Task instructions: Present the data below as a Markdown table with the columns Line No. and Text, giving each non-blank line its own row in order. Leave out any blank lines.

Material to process:
--------------------------------------------------
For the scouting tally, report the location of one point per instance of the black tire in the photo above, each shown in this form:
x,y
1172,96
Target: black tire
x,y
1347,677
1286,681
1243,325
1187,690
--------------------------------------------------
Completed exercise:
| Line No. | Text |
|---|---|
| 1 | For the scouting tally, report the location of one point per instance of the black tire in the photo above, each shown in this form: |
| 2 | x,y |
| 3 | 1172,96 |
| 4 | Target: black tire |
| 5 | x,y |
| 6 | 1347,677 |
| 7 | 1286,681 |
| 8 | 1243,325 |
| 9 | 1187,690 |